> _Data for this task_
··········
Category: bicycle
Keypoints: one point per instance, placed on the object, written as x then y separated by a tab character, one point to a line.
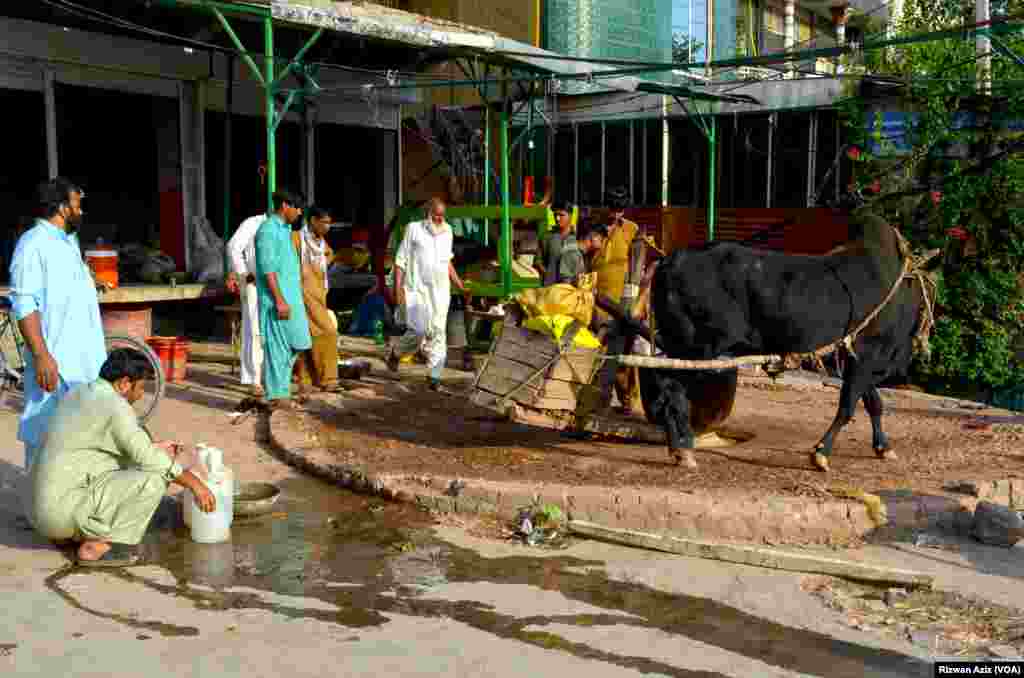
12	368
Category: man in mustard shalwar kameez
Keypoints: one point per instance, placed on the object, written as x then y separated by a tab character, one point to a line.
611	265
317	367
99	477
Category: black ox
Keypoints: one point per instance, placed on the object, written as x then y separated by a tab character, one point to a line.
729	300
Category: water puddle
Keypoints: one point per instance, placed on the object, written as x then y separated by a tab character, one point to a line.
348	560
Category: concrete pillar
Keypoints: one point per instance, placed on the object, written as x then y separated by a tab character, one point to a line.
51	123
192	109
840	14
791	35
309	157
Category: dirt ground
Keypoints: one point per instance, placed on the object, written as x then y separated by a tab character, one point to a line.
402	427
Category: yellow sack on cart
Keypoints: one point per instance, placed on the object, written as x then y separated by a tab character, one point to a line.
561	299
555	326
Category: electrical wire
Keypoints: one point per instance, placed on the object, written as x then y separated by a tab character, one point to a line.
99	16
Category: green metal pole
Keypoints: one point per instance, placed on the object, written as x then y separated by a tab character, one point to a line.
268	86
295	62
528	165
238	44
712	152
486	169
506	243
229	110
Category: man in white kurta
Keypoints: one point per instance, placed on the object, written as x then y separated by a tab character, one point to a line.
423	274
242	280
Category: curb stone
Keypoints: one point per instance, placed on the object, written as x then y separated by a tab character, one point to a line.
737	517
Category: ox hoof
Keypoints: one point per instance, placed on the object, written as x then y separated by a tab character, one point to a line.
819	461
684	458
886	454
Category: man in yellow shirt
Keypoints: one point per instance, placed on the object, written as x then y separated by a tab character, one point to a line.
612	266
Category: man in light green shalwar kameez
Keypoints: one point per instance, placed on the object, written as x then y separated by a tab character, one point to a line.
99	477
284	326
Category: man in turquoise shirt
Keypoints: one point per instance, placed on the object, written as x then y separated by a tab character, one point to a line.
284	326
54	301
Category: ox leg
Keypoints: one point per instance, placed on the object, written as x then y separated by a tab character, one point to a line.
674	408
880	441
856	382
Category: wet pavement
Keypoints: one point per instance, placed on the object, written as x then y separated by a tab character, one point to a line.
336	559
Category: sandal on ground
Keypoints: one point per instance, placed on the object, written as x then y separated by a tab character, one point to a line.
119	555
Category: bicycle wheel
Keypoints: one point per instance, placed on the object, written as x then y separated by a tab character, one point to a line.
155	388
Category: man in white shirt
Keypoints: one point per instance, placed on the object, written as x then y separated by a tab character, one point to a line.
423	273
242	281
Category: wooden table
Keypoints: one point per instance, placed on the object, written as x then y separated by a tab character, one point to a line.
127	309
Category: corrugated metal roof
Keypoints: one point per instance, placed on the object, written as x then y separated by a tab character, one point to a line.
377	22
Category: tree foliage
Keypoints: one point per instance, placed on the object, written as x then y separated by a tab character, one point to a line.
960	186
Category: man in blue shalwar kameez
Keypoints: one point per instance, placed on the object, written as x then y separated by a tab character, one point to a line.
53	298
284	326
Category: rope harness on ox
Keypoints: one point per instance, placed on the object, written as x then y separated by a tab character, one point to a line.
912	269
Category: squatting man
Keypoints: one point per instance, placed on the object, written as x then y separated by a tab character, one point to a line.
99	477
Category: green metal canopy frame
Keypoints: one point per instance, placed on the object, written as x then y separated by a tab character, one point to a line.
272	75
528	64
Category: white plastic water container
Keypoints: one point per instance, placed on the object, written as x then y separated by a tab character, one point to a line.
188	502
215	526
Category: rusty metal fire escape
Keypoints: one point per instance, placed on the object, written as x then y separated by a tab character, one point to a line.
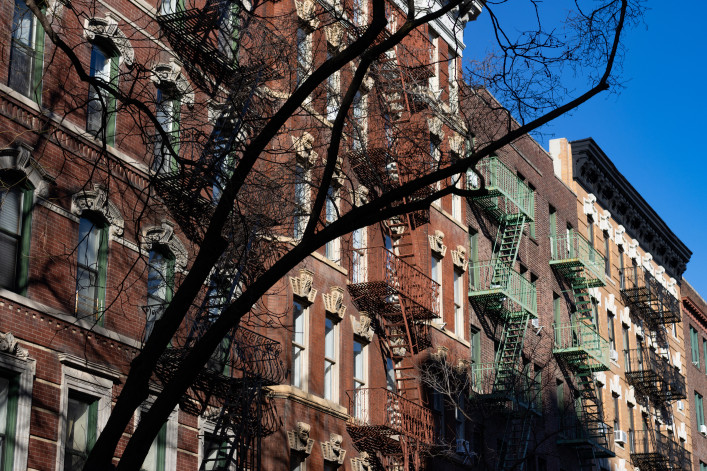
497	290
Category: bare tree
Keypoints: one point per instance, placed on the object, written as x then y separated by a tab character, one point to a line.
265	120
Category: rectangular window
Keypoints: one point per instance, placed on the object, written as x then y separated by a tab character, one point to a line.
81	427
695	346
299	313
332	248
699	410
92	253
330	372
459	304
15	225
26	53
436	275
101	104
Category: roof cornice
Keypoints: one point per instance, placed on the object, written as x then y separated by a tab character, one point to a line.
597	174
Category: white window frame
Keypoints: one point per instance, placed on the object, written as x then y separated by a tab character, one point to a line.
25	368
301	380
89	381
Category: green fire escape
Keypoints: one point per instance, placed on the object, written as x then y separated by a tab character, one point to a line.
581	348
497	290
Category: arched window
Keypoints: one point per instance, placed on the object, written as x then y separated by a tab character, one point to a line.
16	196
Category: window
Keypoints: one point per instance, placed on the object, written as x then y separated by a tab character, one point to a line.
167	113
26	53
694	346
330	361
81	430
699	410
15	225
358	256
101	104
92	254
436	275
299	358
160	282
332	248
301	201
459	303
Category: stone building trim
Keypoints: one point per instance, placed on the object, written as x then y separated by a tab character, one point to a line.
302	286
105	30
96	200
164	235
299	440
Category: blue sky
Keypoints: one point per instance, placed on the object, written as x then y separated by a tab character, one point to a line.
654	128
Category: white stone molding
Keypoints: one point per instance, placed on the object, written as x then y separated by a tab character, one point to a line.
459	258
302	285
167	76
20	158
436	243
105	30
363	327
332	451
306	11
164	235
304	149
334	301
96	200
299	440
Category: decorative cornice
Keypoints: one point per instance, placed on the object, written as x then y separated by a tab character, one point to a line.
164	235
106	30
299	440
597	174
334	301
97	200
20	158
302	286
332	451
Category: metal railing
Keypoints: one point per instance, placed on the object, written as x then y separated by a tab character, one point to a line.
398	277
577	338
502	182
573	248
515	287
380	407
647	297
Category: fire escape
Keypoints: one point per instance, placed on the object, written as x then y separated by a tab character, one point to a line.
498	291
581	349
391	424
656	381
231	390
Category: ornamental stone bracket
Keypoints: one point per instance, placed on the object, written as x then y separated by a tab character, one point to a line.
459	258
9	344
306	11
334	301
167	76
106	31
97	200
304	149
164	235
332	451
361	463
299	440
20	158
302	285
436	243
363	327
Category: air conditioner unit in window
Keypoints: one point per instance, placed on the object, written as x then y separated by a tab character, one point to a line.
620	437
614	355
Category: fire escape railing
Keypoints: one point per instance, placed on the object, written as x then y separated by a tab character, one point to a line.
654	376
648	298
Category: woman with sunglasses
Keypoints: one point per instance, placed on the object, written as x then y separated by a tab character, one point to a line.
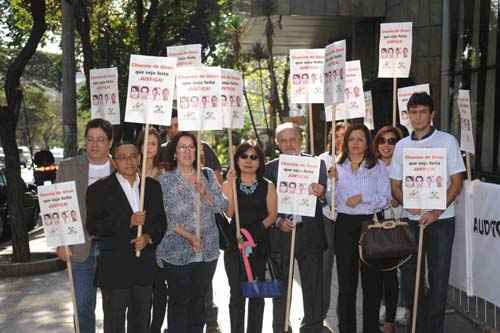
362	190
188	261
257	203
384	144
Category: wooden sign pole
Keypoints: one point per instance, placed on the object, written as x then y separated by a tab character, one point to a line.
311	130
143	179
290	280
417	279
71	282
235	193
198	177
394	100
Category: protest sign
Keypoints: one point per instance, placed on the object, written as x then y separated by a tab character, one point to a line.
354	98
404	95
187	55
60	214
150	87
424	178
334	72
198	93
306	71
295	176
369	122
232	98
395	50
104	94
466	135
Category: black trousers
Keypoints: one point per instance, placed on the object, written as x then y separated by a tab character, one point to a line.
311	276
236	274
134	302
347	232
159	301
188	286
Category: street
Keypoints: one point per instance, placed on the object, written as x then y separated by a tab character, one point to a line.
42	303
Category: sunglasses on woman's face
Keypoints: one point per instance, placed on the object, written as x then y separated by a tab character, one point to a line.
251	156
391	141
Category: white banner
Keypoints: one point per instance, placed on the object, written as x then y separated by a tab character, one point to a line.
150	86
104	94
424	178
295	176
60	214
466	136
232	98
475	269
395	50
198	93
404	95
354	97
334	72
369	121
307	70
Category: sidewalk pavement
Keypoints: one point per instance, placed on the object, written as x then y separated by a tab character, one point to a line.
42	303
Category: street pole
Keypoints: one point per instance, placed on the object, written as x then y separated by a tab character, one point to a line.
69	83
··········
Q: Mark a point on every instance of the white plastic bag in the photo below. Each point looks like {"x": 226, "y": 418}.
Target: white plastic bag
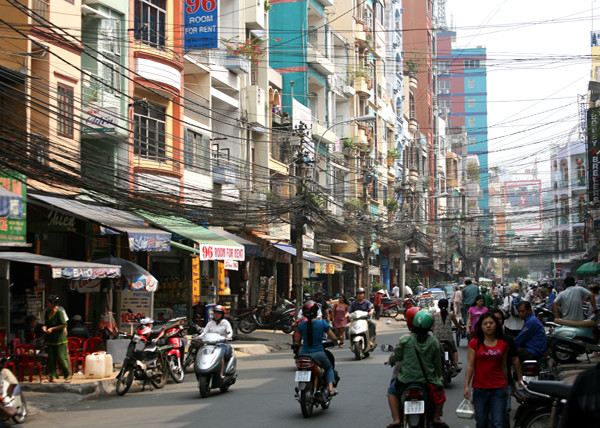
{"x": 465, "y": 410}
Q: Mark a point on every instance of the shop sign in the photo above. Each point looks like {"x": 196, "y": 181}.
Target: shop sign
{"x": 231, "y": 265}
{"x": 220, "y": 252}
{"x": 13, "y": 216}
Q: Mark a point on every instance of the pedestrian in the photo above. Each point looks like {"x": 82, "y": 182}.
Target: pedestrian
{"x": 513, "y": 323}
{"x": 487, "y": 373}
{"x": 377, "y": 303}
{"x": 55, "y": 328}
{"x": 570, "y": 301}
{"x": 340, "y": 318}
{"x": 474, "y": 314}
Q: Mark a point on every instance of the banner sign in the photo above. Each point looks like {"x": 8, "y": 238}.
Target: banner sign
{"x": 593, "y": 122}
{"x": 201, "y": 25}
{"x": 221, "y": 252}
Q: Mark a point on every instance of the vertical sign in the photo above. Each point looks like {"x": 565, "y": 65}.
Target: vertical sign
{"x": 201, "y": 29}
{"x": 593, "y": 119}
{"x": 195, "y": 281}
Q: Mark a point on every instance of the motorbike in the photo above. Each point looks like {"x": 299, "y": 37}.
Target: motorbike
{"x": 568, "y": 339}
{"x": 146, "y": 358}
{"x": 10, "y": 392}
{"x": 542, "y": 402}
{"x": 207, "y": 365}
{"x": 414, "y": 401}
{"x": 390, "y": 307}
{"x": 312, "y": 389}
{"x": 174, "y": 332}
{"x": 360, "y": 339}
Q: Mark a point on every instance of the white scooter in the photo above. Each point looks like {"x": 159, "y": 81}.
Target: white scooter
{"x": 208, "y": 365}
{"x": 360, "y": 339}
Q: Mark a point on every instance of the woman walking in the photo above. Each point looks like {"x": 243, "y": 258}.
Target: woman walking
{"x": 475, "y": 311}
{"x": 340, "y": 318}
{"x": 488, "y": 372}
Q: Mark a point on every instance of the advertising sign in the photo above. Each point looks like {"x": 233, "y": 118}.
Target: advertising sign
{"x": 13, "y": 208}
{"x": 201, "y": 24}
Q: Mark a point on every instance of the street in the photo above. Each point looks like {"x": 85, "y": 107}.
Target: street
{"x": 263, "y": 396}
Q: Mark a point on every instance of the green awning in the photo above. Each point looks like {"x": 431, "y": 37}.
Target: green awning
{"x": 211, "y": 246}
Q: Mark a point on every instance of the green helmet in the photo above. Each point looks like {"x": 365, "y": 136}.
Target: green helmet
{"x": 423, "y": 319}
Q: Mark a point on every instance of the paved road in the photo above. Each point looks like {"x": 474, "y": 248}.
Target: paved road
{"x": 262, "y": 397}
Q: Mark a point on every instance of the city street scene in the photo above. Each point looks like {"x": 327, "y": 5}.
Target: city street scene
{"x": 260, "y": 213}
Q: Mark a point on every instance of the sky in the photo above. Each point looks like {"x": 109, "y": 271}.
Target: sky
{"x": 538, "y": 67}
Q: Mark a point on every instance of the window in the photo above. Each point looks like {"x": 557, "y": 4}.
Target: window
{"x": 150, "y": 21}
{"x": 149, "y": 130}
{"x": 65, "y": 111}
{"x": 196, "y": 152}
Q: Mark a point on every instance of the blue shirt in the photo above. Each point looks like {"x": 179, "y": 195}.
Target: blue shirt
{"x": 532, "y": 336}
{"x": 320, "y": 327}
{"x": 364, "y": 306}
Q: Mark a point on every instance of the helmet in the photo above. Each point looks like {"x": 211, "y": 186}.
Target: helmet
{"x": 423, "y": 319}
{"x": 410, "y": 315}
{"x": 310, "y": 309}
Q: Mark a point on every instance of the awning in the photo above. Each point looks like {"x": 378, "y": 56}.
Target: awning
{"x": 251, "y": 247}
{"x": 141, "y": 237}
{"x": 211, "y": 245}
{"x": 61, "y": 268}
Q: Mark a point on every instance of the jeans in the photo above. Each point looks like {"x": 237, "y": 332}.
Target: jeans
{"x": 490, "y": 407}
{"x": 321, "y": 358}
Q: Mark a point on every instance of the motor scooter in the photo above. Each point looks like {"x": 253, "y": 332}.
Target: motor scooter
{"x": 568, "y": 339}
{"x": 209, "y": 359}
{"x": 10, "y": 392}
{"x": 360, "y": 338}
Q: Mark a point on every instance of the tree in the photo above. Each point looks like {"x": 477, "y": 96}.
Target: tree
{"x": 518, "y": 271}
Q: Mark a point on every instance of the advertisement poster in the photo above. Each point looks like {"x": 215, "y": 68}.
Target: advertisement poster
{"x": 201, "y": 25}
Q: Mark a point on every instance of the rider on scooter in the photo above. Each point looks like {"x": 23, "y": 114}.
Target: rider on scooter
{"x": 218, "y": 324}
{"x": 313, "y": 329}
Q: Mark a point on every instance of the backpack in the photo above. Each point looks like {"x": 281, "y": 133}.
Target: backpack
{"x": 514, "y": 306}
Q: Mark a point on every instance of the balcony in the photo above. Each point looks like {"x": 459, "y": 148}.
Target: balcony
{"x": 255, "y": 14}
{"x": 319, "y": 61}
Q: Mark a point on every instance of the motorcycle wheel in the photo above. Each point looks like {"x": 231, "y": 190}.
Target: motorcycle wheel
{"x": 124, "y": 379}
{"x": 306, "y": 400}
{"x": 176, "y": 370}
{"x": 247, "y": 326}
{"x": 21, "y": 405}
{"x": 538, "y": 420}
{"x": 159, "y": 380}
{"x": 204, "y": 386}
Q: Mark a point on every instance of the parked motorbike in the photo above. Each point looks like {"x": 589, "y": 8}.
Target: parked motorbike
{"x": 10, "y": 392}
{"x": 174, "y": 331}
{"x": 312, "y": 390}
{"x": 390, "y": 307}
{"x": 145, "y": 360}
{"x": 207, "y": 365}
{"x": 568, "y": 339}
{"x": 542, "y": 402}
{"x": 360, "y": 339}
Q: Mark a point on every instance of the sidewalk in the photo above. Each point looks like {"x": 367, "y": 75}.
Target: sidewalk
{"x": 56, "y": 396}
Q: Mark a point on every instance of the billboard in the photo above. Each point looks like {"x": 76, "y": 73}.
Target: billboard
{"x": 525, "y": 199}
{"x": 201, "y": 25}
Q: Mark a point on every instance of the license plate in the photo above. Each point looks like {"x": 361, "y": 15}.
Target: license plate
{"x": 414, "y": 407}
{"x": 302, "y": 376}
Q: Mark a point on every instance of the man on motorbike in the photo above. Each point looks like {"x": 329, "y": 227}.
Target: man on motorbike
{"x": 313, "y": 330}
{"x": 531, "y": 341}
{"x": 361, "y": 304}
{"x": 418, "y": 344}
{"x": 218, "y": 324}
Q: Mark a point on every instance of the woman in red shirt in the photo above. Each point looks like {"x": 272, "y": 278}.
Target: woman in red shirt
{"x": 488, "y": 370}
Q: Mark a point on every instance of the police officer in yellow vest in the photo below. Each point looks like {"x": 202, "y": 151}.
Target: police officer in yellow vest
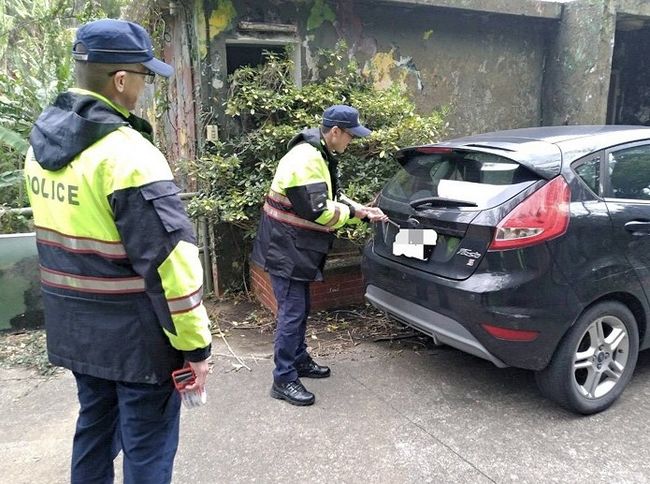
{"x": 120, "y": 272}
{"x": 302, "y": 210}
··········
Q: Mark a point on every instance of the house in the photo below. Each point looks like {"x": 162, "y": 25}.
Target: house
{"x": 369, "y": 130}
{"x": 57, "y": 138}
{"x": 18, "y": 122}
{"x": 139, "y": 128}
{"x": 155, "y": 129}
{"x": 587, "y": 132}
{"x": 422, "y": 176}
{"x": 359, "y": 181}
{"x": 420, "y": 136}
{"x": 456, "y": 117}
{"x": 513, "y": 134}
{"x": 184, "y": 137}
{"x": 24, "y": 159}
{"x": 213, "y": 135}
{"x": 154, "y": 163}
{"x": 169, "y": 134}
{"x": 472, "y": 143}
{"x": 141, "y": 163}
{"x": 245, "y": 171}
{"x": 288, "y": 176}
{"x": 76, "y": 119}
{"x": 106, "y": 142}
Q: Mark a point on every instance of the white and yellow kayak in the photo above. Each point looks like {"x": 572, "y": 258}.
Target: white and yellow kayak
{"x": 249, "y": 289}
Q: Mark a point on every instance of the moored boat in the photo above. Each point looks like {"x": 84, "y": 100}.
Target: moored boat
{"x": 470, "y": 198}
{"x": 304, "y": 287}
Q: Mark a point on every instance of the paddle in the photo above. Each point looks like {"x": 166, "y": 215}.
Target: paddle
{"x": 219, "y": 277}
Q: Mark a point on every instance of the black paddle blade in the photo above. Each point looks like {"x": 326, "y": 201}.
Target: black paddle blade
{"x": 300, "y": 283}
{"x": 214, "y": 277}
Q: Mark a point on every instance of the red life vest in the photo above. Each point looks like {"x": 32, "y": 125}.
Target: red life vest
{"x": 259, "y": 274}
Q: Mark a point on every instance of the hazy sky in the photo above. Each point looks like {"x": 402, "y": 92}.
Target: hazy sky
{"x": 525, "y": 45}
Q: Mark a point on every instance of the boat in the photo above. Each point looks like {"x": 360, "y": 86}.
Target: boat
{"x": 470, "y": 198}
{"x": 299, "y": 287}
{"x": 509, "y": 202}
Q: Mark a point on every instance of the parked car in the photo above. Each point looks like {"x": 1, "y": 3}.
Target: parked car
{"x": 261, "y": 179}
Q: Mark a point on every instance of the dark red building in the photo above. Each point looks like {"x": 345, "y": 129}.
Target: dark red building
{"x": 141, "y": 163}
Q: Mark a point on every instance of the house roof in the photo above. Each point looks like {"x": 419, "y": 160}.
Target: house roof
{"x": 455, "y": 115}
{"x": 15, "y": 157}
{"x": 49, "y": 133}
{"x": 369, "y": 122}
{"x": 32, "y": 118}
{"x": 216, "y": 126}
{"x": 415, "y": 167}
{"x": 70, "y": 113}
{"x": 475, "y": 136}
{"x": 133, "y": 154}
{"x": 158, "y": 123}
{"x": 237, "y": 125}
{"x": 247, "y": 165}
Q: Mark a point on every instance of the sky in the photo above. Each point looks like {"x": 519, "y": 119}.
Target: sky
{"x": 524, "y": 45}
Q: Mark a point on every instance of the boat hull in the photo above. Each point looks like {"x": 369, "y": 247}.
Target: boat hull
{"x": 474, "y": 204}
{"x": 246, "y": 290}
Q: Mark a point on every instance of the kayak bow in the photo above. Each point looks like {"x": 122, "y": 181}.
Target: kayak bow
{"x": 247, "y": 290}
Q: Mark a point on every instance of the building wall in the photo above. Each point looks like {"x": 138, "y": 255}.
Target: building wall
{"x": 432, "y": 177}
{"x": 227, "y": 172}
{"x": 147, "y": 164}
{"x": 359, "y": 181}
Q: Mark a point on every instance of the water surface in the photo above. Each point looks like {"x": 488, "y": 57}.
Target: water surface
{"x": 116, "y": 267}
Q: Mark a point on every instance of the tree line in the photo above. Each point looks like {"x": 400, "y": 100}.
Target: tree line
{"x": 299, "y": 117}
··········
> _Aim of the task_
The expected output is every line from the material above where "ground" can be found.

> _Output for this task_
Category: dirt ground
Category: sandal on ground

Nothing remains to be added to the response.